— begin Stored data —

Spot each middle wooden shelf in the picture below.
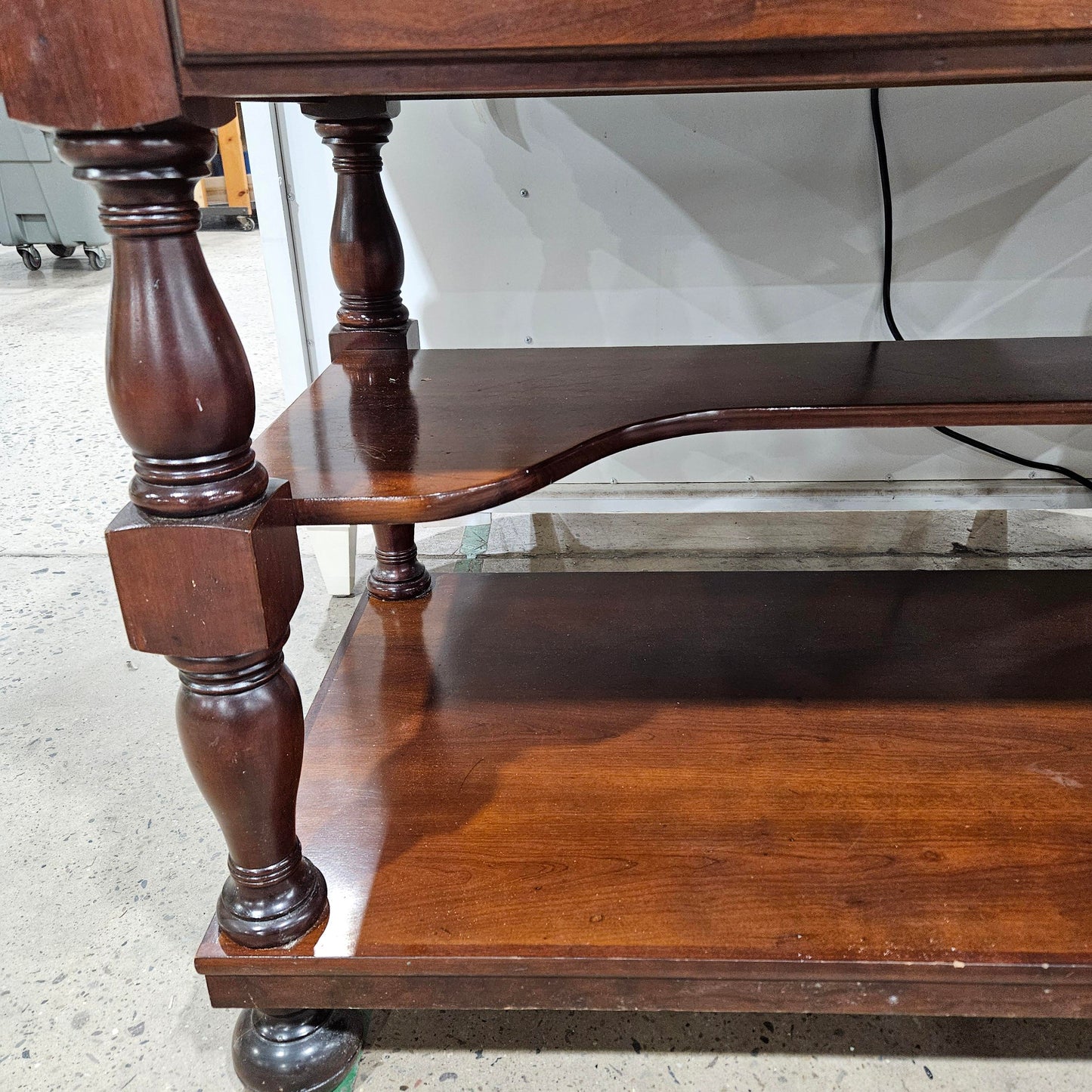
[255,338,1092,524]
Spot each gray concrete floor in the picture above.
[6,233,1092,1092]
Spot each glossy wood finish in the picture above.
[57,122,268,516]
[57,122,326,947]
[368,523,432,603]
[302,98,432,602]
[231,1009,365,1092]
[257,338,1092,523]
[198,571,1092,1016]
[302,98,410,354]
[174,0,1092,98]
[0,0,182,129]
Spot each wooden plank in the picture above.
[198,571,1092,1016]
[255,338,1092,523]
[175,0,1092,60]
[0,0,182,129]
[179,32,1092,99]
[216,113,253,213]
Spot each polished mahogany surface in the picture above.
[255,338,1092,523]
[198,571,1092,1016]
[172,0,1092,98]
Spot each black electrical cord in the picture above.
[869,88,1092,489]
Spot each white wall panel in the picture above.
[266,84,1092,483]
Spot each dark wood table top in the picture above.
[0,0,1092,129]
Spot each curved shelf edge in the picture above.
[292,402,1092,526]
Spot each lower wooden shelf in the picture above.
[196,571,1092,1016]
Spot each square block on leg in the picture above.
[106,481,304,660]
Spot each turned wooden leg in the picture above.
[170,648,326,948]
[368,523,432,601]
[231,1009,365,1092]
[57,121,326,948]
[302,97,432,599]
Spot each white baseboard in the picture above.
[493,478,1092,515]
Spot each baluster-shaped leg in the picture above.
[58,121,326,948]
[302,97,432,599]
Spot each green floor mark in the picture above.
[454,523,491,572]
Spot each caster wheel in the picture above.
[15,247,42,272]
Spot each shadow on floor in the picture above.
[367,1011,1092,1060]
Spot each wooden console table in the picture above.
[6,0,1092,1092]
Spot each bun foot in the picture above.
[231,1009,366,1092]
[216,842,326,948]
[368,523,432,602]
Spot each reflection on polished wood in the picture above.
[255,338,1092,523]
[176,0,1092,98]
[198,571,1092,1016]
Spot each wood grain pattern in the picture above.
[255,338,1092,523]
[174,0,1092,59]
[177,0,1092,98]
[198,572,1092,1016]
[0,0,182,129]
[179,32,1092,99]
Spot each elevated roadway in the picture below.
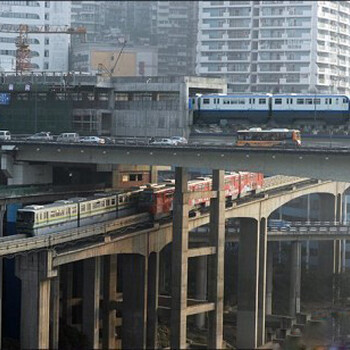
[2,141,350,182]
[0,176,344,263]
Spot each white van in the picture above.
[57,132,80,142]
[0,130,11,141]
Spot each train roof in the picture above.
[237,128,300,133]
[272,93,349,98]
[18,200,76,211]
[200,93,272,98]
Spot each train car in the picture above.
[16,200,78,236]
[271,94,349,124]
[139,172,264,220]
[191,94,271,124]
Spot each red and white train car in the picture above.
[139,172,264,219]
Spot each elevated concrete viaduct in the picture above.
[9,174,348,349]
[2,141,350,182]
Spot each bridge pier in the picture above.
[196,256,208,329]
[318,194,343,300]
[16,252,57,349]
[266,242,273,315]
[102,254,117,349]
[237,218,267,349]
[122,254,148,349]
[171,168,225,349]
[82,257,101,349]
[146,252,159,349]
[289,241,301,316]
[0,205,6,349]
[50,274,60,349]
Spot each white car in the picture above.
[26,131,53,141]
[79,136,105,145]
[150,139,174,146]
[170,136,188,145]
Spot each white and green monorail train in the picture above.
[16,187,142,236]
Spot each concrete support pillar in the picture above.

— end Stored data —

| Exercise brief |
Copy every line above word for word, leaving out the pictures.

| Worked solution |
Spot each middle wooden shelf in the picture below.
[255,338,1092,524]
Spot each gray concrete floor in the picture above.
[6,233,1092,1092]
Spot each glossy wood finish in the picture above.
[57,122,268,516]
[57,122,326,947]
[368,523,432,603]
[302,98,432,602]
[231,1009,365,1092]
[257,338,1092,523]
[198,571,1092,1016]
[302,98,410,354]
[174,0,1092,98]
[0,0,182,129]
Spot each wooden plank in the picture above.
[198,571,1092,1016]
[255,338,1092,523]
[175,0,1092,60]
[0,0,182,129]
[179,32,1092,99]
[216,113,253,213]
Spot each polished mahogany surface in the picture above.
[255,338,1092,523]
[198,571,1092,1016]
[172,0,1092,98]
Spot each black electrical cord in the picture above.
[869,88,1092,489]
Spot each white wall panel in the picture above.
[266,84,1092,483]
Spot each dark wood table top in the picture above.
[0,0,1092,129]
Spot each curved shelf edge in the picture above.
[292,402,1092,526]
Spot each lower wooden shelf in the picture above.
[196,571,1092,1016]
Spot each square block on leg in the picture above.
[106,481,304,660]
Spot each turned wooden leg in the picture above.
[170,648,326,948]
[368,523,432,601]
[231,1009,365,1092]
[57,121,326,948]
[302,97,432,599]
Spot each white baseboard in the picture above.
[493,478,1092,515]
Spot each baluster-shaped leg in the picture above.
[58,121,326,948]
[302,97,432,599]
Spot each green floor mark in the picture above.
[454,523,491,572]
Spot each caster wheel in the picture above.
[15,247,42,272]
Spot each shadow on floor in the picture above.
[367,1011,1092,1060]
Spot each wooden console table in the picture above.
[6,0,1092,1092]
Spot each bun foot in the picture above.
[231,1009,366,1092]
[216,842,326,948]
[368,523,432,602]
Spot each reflection on polished wood in the picture above.
[255,338,1092,523]
[176,0,1092,98]
[198,571,1092,1016]
Spot each wood grain pattern in the picture above.
[255,338,1092,523]
[174,0,1092,59]
[177,0,1092,98]
[198,572,1092,1016]
[0,0,182,129]
[179,32,1092,99]
Spot each elevated roadway in the picture below.
[2,141,350,182]
[0,176,344,263]
Spot each white van in the picture above.
[57,132,80,142]
[0,130,11,141]
Spot each train roof in the picture above.
[237,128,300,133]
[272,93,349,98]
[18,200,76,211]
[200,93,272,98]
Spot each train car in the picture above.
[16,200,78,236]
[271,94,349,124]
[139,172,264,220]
[191,94,271,124]
Spot each red and white train car in the picture above.
[139,172,264,219]
Spot each elevated concrete viaduct in the picture above.
[9,174,348,349]
[2,141,350,182]
Spot each bridge pier in the picture above.
[196,256,208,329]
[318,194,343,300]
[16,252,57,349]
[266,242,273,315]
[102,254,117,349]
[237,218,267,349]
[122,254,148,349]
[171,168,225,349]
[82,257,101,349]
[146,252,159,349]
[289,241,301,316]
[0,205,6,349]
[50,274,60,349]
Spot each white car in the picture above.
[26,131,53,141]
[79,136,105,145]
[150,139,174,146]
[170,136,188,145]
Spot each white and green monorail train in the picture above.
[16,187,142,236]
Spot each concrete support pillar in the picture above.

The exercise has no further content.